I think one bug here is that codecs readers use str.splitlines() internally. The splitlines method treats a bunch of different characters as line separators, unlike io.<file>.readlines(). So, you end up with different behavior between doing iter(codecs.getreader(...)) and iter(io.open(...)).

We can argue if str.splitlines() is doing the correct thing, see the table here:
https://docs.python.org/3.8/library/stdtypes.html#str.splitlines

However, it seems clearer to me that readlines() on a codecs reader and on a file object should really be splitting lines on the same characters.

nascheme · 2018-10-05T00:20:20Z

Attached is a rough patch that tries to fix this problem. I changed the behavior in that unicode char 0x2028 is no longer treated as a line separator. It would be trival to change the regex to support that too, if we want to preserve backwards compatibility. Personally, I think readlines() on a codecs reader should do that same line splitting as an 'io' file.

If we want to use the patch, the following must yet be done: write tests that check the splitting on FS, RS, and GS characters. Write a news entry. I didn't do any profiling to see what the performance effect of my change is so that should be checked too.

nascheme · 2018-10-05T03:23:44Z

Some further progress on this. My patch slows down reading files with the codecs module very significantly. So, I think it could never be merged as is. Maybe we would need to implement an alternative str.splitlines that behaves as we want, implemented in C.

+++

Challenge A:
Answer these questions from the thread on codecs line splitting:
(i) What method do codecs readers use internally?
(ii) Which unicode character does the patch stop treating as a line separator?
(iii) What effect does the patch have on reading files with the codecs module?
Challenge B: Copy the stretch of the thread on codecs line splitting from "I think one" through "iter(codecs.getreader(...)) and iter(io.open(...)).".
The entries below the thread come from a separate source.

+++

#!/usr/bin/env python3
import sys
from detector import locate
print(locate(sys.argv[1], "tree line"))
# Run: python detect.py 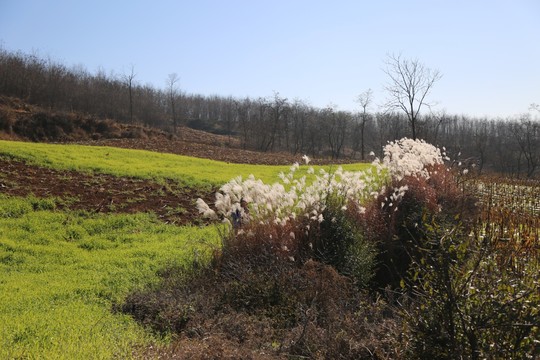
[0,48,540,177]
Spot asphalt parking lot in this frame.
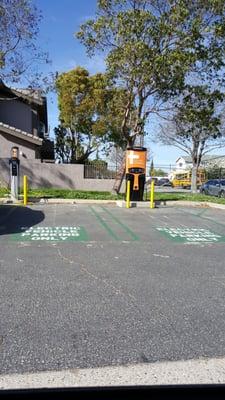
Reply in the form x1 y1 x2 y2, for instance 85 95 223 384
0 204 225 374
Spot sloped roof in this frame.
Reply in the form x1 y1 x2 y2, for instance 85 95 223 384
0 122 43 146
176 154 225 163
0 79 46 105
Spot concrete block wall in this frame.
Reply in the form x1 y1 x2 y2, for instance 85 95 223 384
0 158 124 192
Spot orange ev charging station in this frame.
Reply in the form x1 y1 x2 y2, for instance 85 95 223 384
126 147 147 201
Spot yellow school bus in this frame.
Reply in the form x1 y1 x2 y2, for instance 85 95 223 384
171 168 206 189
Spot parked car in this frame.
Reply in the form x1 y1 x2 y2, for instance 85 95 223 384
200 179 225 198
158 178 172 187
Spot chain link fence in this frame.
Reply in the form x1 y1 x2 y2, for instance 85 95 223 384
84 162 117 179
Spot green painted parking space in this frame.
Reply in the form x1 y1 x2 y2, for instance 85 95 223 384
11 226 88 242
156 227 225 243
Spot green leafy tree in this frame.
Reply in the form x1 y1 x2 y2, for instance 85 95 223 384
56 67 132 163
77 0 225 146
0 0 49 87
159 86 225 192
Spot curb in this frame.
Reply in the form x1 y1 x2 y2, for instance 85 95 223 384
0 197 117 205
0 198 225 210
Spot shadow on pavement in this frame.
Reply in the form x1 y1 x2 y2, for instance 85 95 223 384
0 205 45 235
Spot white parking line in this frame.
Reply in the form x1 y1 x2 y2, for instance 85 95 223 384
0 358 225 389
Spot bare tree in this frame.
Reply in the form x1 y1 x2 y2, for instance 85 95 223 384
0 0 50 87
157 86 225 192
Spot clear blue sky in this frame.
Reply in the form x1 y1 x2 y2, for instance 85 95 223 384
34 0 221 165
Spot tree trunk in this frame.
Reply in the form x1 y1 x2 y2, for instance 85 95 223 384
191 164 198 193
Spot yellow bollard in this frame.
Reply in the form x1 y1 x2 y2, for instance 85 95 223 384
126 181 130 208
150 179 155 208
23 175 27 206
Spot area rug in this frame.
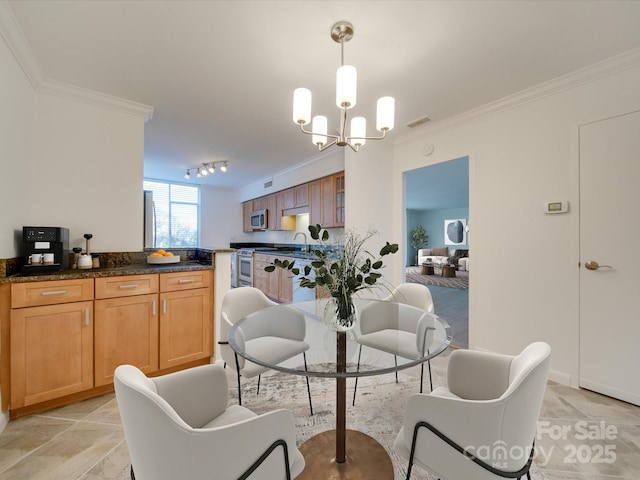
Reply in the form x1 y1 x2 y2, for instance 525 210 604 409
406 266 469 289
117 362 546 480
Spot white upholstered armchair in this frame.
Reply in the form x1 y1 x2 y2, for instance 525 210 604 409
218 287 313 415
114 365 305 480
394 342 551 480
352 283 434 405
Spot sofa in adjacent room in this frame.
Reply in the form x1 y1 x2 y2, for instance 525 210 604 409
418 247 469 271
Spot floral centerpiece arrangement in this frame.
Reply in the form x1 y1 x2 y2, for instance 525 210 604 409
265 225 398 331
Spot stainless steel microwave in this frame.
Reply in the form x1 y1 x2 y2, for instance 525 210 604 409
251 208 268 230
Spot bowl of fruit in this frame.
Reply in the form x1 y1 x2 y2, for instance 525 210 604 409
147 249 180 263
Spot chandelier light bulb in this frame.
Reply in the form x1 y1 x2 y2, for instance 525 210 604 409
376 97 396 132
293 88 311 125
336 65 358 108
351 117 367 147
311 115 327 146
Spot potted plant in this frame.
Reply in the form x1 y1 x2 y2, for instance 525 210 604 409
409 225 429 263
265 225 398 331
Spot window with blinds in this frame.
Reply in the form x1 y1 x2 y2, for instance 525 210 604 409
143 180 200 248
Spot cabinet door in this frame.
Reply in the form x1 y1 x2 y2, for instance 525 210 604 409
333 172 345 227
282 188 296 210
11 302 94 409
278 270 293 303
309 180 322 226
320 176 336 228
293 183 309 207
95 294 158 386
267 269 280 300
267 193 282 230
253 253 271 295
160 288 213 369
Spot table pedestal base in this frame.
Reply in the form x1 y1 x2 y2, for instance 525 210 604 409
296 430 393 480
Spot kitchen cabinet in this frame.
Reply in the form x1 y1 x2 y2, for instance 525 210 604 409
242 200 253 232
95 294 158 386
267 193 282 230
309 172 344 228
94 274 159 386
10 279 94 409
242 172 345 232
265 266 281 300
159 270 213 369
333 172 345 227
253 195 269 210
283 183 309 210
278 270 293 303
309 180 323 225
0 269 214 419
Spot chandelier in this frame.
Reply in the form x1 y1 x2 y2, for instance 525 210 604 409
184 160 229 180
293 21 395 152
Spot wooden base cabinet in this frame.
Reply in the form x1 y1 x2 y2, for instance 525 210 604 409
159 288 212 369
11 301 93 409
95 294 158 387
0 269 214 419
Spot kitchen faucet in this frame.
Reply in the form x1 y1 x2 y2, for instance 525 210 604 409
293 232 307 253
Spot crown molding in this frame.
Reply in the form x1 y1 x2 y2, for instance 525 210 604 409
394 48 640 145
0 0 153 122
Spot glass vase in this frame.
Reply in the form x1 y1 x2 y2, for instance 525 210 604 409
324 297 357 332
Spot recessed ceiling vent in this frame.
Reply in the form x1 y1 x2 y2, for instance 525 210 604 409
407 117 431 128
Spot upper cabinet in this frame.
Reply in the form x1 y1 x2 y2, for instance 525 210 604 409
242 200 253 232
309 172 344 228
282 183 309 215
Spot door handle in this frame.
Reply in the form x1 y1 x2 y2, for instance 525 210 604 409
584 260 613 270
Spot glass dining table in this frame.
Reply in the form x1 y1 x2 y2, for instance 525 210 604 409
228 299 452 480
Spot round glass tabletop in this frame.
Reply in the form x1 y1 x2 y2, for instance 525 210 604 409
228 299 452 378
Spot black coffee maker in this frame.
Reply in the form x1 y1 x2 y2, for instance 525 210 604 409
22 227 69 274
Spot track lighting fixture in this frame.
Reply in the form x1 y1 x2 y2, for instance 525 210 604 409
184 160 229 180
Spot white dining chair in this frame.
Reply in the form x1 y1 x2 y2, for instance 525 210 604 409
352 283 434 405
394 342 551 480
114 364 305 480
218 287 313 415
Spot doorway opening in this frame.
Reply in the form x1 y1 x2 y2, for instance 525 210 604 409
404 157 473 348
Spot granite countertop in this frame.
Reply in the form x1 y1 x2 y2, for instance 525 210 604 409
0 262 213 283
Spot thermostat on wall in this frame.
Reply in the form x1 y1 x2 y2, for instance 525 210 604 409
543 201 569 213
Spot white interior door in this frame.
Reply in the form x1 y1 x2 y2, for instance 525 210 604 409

+++

Worked answer A:
(i) str.splitlines()
(ii) 0x2028
(iii) It slows reading down very significantly.

Worked answer B:
I think one bug here is that codecs readers use str.splitlines() internally. The splitlines method treats a bunch of different characters as line separators, unlike io.<file>.readlines(). So, you end up with different behavior between doing iter(codecs.getreader(...)) and iter(io.open(...)).